* Exercise instructions
Locate each line in the records below that contains the string "balcony", and copy those lines out. Case counts.

* Exercise materials
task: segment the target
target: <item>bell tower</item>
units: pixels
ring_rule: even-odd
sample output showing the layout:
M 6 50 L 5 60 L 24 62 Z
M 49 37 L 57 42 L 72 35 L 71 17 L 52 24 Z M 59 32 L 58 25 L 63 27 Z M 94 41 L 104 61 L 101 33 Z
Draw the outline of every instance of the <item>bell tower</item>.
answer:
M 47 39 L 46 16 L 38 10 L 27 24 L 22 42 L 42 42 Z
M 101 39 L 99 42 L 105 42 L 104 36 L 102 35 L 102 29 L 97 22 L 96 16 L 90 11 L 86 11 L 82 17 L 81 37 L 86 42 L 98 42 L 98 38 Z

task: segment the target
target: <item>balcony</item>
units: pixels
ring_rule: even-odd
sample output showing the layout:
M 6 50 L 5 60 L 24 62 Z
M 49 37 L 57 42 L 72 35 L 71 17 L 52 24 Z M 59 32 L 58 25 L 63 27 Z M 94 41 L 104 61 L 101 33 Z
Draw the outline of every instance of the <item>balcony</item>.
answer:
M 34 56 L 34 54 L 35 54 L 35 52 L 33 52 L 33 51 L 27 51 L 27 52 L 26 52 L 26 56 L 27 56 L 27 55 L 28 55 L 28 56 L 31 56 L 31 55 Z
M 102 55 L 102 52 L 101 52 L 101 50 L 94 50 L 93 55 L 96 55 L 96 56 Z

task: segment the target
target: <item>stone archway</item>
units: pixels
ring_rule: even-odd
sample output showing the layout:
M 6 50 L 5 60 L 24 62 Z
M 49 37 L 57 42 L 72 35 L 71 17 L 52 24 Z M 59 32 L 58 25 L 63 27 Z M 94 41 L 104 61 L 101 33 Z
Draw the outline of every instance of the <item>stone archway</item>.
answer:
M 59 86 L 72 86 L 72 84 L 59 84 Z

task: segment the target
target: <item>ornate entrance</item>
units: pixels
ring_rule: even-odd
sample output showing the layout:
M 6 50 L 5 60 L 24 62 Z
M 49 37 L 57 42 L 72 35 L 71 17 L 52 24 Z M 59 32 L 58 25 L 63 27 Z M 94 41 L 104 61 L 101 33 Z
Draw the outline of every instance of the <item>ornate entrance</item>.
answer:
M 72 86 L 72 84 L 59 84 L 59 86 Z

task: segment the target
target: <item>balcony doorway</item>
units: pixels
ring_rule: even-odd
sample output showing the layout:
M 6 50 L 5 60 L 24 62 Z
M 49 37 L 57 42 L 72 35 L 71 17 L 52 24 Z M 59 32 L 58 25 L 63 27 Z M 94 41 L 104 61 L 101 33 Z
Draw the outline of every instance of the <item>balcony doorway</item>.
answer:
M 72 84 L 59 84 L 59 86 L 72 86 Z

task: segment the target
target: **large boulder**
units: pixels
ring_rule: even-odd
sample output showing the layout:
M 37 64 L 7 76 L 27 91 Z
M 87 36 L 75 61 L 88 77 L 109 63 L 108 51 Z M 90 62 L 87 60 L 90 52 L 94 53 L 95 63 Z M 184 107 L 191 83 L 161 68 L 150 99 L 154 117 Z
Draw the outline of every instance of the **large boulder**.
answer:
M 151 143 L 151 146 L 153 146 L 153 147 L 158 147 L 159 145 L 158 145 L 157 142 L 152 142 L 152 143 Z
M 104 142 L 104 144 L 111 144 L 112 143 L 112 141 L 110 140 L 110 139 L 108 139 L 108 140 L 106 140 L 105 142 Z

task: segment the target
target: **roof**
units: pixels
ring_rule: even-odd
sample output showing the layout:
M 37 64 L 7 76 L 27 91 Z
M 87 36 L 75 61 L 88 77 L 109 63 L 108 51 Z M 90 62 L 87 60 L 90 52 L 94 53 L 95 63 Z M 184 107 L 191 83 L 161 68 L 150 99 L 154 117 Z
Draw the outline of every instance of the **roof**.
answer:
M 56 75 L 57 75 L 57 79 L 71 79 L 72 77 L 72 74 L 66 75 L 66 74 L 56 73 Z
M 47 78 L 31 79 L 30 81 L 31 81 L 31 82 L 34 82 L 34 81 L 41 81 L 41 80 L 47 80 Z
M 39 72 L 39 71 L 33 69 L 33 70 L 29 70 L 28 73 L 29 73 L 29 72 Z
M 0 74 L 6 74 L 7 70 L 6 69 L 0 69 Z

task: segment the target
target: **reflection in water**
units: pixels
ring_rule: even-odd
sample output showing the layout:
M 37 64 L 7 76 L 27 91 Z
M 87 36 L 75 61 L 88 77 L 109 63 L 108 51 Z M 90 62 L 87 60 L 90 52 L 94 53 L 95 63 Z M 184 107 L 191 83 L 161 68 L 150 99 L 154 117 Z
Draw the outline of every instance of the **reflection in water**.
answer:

* Solved exercise
target: <item>balcony</item>
Draw the outline of every instance of the <item>balcony</item>.
target: <item>balcony doorway</item>
Draw the outline of every instance of the <item>balcony doorway</item>.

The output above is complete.